Collected data:
'''

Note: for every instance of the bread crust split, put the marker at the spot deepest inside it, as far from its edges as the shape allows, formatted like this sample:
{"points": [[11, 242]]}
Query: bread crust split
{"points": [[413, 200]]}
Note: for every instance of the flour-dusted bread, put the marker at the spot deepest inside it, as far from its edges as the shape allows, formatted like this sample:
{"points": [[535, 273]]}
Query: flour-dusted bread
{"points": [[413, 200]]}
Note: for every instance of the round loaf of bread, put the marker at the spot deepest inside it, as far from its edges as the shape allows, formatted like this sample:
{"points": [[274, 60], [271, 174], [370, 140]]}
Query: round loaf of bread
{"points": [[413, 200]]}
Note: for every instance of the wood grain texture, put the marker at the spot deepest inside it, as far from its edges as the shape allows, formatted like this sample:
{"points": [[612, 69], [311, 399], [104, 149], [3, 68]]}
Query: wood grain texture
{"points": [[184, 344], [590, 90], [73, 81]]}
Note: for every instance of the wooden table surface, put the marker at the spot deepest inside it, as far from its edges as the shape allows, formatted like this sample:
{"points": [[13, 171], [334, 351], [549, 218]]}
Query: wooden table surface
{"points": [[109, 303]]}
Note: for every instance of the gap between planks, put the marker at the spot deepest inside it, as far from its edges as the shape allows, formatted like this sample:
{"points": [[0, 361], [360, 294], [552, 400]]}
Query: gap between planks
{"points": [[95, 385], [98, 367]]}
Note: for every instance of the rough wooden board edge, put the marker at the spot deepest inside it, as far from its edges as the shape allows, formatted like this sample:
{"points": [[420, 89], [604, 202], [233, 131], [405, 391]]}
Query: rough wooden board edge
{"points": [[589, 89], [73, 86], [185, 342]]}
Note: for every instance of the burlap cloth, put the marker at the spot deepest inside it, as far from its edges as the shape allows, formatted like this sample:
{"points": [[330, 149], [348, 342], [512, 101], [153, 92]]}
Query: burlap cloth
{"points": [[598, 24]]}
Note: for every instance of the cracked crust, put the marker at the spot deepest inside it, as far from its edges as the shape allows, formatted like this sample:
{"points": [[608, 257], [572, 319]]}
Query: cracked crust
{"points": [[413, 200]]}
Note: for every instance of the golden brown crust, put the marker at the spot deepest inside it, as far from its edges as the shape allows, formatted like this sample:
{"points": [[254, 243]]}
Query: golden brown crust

'''

To be done: Retype the lines above word for word, from the first line through the last.

Output of the task:
Note: for every instance of the bread crust split, put the marker at the spot deepest inside it, as far from its edges as the shape allows, formatted like this sample:
{"points": [[11, 242]]}
Query: bread crust split
{"points": [[413, 200]]}
Note: for every instance of the flour-dusted bread, put the marker at the spot deepest inside it, as far from its edges as the shape allows, formatted like this sample:
{"points": [[535, 273]]}
Query: flour-dusted bread
{"points": [[413, 200]]}
Note: for every instance of the round loaf of bread, put the marker at the spot deepest inside it, as far from its edges as the shape allows, formatted like this sample:
{"points": [[274, 60], [271, 174], [370, 140]]}
Query: round loaf of bread
{"points": [[413, 200]]}
Note: for every instance of the wood grain texture, put the marker at the spot deepest inside it, as far from its edges as the shape allows, formatted like this sample:
{"points": [[612, 69], [311, 399], [104, 149], [3, 68]]}
Query: wood grain texture
{"points": [[184, 344], [590, 90], [73, 81]]}
Note: for every instance of the wooden table surface, put the marker at the spot deepest inside it, as far from its edges as the shape allows, formatted like this sample:
{"points": [[13, 171], [334, 351], [549, 218]]}
Query: wooden table surface
{"points": [[109, 303]]}
Note: for every instance of the gap between planks, put the marker at the spot deepest inside it, as far from its edges as the shape allows, formatted like this sample:
{"points": [[0, 361], [360, 294], [552, 400]]}
Query: gap between planks
{"points": [[95, 385], [98, 367]]}
Note: for every instance of the rough wooden board edge, put the marker at the spot deepest inside it, as far from its edges as the shape allows, formatted like this sample:
{"points": [[420, 89], [604, 202], [233, 131], [405, 391]]}
Query: rough wooden board edge
{"points": [[589, 89], [73, 86], [185, 342]]}
Note: for every instance of the burlap cloth, put the marker at the spot deepest inside it, as far from its edges as the shape allows, formatted like this sample:
{"points": [[330, 149], [348, 342], [512, 101], [153, 92]]}
Query: burlap cloth
{"points": [[598, 24]]}
Note: for every instance of the cracked crust, put the marker at the spot deepest inside it, as far from its edges as the shape allows, formatted like this sample:
{"points": [[608, 257], [572, 319]]}
Query: cracked crust
{"points": [[413, 200]]}
Note: for every instance of the golden brown crust, put the marker at the spot deepest inside it, as far from its edges as the shape allows, formatted like this sample:
{"points": [[254, 243]]}
Query: golden brown crust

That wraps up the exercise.